### Task objective
Once the line containing "Where can you spot the white steam" is found in the records below, return it and each following line exactly, up to and including the line containing "Target: railway track", and nothing else.

### Input data
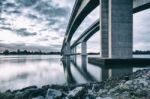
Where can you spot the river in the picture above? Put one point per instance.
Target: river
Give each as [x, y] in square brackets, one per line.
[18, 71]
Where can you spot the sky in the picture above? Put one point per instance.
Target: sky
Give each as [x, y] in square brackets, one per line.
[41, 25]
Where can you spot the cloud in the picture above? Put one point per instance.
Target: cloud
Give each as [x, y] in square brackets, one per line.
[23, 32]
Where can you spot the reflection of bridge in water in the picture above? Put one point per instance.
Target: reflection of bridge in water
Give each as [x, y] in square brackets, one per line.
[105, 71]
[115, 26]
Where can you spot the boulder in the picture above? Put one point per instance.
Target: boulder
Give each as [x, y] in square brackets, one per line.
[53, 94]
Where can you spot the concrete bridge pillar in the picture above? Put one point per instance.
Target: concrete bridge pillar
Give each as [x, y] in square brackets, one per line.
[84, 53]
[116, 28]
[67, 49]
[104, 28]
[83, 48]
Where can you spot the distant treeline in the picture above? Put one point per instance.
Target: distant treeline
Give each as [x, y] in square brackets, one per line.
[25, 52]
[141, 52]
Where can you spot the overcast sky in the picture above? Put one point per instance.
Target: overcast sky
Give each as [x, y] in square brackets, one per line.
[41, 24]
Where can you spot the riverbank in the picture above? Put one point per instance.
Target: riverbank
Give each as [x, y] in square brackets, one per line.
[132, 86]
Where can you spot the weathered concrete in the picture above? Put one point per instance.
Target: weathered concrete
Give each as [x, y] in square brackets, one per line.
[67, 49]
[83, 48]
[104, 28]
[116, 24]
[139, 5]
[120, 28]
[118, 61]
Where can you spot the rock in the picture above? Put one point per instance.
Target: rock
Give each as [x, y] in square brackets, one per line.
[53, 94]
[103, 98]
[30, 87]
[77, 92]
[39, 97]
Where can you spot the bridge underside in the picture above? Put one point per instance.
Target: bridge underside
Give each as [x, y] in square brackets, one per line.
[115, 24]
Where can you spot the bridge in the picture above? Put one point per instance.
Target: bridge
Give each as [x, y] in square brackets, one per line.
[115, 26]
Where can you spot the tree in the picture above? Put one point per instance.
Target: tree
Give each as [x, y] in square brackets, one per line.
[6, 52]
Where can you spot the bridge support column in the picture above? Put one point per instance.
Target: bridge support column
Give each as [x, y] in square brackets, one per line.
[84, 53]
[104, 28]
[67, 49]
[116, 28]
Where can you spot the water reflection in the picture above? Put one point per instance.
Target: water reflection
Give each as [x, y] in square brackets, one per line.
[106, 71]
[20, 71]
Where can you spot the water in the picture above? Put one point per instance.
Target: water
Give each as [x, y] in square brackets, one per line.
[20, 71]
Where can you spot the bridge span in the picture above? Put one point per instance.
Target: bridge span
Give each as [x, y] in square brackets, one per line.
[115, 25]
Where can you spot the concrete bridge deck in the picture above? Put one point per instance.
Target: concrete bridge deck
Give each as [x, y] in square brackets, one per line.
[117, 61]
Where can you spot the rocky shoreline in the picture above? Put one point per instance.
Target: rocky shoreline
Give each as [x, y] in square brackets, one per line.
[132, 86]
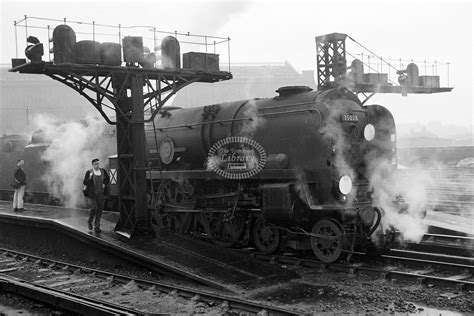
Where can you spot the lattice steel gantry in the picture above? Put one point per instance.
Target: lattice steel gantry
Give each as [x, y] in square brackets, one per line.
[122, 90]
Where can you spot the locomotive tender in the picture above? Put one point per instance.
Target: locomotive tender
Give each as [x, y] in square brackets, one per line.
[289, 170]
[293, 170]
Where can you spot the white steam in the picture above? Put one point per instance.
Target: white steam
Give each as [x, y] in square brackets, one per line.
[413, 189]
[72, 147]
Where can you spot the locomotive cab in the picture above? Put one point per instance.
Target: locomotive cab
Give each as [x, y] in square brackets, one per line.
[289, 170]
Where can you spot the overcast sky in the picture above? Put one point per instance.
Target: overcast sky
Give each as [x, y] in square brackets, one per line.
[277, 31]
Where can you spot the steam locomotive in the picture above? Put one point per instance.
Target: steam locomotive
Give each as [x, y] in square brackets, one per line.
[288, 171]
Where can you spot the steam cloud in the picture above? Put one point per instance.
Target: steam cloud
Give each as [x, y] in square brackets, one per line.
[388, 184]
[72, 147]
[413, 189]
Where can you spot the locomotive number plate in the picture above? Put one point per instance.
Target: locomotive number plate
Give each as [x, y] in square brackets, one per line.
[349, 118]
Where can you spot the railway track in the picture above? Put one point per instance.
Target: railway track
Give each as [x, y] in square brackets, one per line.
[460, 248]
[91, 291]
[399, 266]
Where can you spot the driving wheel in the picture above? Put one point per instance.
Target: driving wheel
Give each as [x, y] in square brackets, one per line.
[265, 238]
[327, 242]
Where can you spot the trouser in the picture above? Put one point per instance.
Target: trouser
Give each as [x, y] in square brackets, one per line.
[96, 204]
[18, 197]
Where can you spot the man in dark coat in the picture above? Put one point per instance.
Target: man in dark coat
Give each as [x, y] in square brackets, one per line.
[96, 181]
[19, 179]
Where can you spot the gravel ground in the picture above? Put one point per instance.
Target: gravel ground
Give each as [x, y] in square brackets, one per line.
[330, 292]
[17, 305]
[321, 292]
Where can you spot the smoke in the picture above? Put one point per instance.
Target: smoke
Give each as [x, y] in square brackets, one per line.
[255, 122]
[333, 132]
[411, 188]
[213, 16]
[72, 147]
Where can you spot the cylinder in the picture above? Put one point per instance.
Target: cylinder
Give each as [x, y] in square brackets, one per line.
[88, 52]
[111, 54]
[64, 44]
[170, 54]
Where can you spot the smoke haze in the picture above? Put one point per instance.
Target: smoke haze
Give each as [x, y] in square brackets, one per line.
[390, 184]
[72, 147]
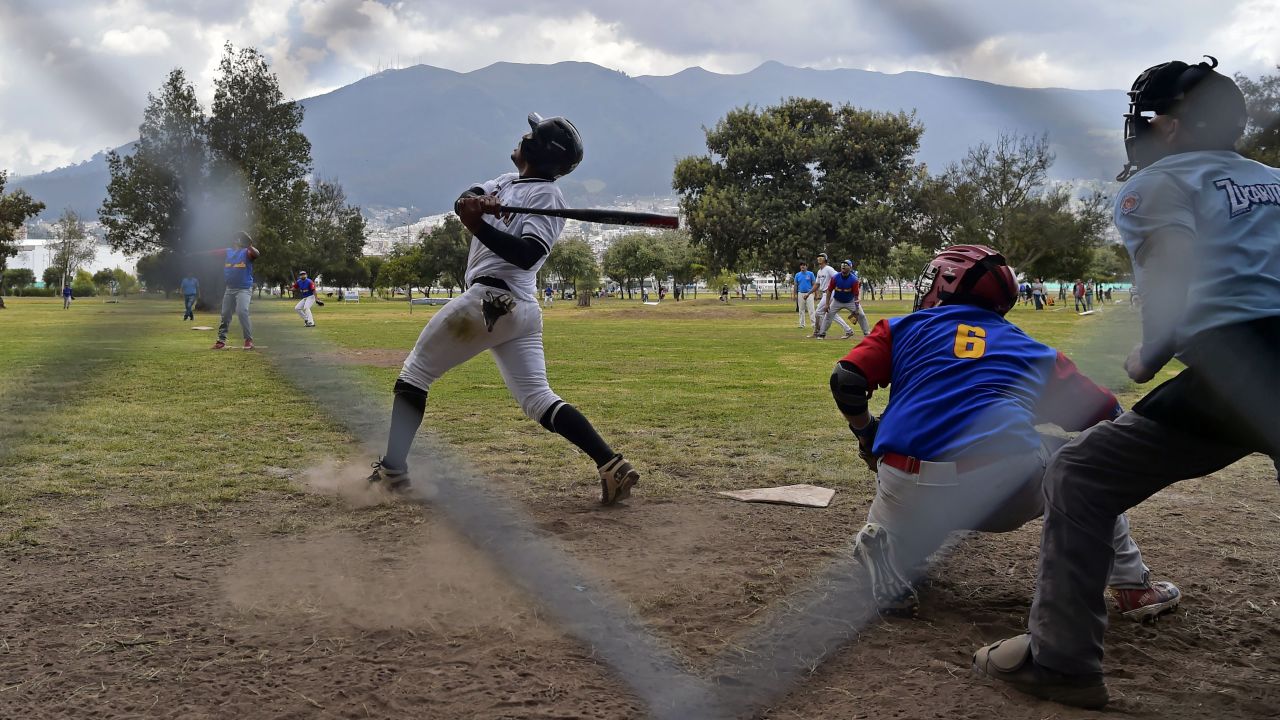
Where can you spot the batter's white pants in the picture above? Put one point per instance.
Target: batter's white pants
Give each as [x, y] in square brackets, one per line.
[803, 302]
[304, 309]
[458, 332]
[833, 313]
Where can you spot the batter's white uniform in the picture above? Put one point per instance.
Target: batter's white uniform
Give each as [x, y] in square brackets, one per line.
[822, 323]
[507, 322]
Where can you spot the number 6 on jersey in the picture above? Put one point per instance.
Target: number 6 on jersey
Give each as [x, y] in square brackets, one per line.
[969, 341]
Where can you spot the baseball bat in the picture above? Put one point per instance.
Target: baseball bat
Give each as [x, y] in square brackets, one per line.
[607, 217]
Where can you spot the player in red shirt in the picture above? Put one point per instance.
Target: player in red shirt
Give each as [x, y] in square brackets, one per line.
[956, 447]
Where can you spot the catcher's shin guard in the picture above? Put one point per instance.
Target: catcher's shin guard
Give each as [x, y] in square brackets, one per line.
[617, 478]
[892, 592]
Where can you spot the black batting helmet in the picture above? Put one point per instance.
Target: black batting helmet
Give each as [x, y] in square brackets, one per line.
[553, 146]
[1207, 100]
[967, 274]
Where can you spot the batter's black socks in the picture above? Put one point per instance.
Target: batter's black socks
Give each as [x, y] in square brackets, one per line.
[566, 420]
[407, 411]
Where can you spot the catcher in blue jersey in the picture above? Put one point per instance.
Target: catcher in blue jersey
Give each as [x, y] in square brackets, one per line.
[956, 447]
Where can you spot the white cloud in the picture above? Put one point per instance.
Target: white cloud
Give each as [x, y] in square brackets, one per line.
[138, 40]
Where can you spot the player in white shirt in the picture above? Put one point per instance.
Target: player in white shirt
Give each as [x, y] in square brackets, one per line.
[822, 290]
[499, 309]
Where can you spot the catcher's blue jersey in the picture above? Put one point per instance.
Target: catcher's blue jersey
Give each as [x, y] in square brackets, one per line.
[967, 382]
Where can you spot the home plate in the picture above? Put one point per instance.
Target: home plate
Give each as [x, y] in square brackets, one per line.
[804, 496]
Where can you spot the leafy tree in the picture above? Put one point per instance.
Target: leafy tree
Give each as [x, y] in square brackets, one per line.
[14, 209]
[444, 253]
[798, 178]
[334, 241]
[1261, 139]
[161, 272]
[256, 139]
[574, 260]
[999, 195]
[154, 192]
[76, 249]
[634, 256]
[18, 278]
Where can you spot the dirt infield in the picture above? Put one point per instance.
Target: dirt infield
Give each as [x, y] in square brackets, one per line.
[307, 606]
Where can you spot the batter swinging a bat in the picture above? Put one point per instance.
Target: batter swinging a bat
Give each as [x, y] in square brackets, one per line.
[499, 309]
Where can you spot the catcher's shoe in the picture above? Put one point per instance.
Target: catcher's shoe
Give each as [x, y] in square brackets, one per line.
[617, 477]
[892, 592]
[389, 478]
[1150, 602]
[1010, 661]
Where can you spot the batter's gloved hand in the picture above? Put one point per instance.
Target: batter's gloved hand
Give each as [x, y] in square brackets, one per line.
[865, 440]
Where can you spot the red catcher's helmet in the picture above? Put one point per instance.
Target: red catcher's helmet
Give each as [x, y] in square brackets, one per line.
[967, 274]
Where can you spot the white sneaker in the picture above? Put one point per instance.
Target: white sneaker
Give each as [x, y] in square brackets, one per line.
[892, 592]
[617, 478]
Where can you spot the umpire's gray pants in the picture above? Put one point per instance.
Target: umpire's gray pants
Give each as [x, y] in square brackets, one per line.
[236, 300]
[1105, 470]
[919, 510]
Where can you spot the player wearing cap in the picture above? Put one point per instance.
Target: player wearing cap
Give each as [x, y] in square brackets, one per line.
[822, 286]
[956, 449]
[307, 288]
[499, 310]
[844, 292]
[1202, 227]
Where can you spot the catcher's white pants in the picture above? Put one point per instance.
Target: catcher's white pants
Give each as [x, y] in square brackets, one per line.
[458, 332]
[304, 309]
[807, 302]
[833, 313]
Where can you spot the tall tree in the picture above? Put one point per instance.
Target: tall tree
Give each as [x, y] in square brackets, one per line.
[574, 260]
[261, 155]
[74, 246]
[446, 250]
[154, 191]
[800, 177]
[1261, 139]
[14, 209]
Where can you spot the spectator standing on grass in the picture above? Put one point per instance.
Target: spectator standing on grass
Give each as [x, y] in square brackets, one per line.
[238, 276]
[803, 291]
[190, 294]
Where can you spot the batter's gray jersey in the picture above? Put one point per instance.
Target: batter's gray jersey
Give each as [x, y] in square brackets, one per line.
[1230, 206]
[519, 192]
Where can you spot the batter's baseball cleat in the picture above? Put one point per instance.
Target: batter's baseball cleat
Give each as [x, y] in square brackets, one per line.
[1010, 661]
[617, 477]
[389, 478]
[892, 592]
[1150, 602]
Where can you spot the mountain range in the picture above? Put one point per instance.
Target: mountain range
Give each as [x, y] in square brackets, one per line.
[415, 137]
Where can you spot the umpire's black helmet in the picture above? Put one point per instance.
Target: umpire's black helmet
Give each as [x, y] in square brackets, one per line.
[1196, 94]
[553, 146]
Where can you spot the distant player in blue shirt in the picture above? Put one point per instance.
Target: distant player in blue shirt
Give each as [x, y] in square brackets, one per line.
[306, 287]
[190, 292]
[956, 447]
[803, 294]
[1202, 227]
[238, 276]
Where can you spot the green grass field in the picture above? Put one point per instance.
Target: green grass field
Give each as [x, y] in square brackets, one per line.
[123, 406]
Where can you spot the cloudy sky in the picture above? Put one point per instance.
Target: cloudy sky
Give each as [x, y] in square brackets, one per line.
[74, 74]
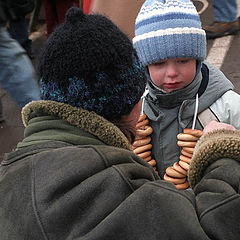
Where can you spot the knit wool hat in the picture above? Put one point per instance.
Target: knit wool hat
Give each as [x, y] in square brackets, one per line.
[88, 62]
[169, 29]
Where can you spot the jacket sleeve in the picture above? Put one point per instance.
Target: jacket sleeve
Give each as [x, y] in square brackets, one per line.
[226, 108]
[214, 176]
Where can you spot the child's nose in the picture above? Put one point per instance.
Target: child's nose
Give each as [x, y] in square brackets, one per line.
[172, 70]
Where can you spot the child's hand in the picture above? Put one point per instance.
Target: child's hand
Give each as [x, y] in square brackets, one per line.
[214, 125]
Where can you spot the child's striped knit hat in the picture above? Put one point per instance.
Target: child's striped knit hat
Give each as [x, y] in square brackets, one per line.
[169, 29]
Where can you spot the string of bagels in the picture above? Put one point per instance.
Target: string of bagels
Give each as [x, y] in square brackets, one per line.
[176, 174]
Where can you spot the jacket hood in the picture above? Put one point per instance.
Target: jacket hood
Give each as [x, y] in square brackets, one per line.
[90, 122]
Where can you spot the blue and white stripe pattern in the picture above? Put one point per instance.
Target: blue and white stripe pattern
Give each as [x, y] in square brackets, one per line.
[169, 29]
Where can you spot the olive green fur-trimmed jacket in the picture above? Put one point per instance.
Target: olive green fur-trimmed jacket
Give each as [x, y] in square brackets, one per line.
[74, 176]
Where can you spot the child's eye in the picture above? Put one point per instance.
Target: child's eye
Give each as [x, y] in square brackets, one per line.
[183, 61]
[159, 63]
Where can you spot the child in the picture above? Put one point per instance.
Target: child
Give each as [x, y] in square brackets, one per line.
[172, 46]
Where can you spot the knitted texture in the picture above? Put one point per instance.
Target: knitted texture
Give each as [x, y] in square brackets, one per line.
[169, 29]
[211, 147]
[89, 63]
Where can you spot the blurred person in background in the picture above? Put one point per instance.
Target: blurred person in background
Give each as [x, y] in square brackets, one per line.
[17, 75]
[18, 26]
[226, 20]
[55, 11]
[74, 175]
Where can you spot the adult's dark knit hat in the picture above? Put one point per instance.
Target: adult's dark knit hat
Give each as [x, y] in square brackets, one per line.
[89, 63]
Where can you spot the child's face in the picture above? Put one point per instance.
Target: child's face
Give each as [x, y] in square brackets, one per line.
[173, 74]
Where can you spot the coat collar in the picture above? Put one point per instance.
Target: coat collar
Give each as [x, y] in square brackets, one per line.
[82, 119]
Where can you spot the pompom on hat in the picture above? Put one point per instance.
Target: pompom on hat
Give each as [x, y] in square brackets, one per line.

### Solved exercise
Where can you spot the white steam in the picture above? Put one point per instance.
Target: white steam
Give each as [x, y] in square brackets, one per line.
[413, 189]
[72, 147]
Where can you spot the locomotive cab in the picture above? Put one point per instance.
Target: locomotive cab
Give each as [x, y] in square brackets, one per line.
[289, 170]
Where can you spot the overcast sky in the picture above? Put one point per instance.
Target: overcast sky
Give each as [x, y] in square brackets, one per line.
[277, 31]
Where can you spot the steam locomotive in the picture above? Put one point per instance.
Target: steam locomotive
Give each as [x, y] in square brackets, one per line.
[288, 171]
Where can you spot the steam cloud in the picture above? Put one point per instance.
Target: steam cloud
Give each as [x, y] in square brackets, one per line.
[388, 184]
[72, 147]
[413, 189]
Where can you spot the locomotive number plate in the picture above? Put one point per instance.
Target: locomotive number plate
Give each as [x, y] in square brackets, one per line.
[349, 118]
Where can you spot the railway track in the picture above? Put one point per instance.
Target: railway track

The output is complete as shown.